Mayor Uy calls the plan “people-centric.”
His slogan, Build, Heal, Protect, suggests a government bent on visibility: projects that can be ribbon-cut, hospitals that can be photographed, programs that can be branded.
Yet the arithmetic of ambition hides a bleaker calculus. As the budget moved toward council debate, the city reeled from mounting trash, rising fevers, and half-finished public works that symbolized not progress but paralysis.
The garbage that wouldn’t go away
Nowhere is that dissonance sharper than in solid-waste management.
As City Hall proposed just P67 million for Clenro, a full-blown garbage crisis was erupting. Piles of refuse choked J.R. Borja Extension and low-lying districts.
A Department of Environment probe later found the Pagalungan landfill operating without a protective liner, its leachate plant idle — an environmental hazard buried under political neglect.
By late September, the city switched garbage contractors, hiring a water-treatment firm with hulking 10-wheelers unsuited to narrow barangay alleys.
Accidents followed; pickups were missed. The mayor responded with a two-week “Task Force Basura” blitz, personally leading nighttime collections in front of cameras.

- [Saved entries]
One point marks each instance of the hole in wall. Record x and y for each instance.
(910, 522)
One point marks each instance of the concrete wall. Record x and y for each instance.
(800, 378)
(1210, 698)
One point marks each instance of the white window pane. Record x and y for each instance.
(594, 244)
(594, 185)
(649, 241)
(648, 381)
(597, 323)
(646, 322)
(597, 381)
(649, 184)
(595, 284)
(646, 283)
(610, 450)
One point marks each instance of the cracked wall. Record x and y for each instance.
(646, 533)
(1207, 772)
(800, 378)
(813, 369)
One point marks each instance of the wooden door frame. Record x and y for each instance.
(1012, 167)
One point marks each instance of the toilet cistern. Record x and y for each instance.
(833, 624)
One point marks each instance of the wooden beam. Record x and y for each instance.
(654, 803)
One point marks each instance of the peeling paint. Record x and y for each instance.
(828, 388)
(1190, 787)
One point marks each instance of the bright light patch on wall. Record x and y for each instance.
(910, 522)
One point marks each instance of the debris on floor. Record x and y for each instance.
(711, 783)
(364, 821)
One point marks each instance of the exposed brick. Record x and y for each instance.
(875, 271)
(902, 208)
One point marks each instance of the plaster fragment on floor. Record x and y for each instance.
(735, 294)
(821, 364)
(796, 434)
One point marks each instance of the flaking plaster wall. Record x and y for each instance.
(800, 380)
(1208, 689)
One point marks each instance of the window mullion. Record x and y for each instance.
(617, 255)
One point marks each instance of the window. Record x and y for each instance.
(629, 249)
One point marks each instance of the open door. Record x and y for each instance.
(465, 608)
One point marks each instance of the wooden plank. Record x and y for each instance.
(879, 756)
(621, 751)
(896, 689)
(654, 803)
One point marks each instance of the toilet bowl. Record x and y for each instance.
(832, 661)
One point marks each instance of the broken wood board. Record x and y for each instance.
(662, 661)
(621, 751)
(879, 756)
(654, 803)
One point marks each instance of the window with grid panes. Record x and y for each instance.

- [Activity] Please copy the city budget article above word for word, from "His slogan, Build, Heal, Protect, suggests" to "can be branded.".

- [Task response]
His slogan, Build, Heal, Protect, suggests a government bent on visibility: projects that can be ribbon-cut, hospitals that can be photographed, programs that can be branded.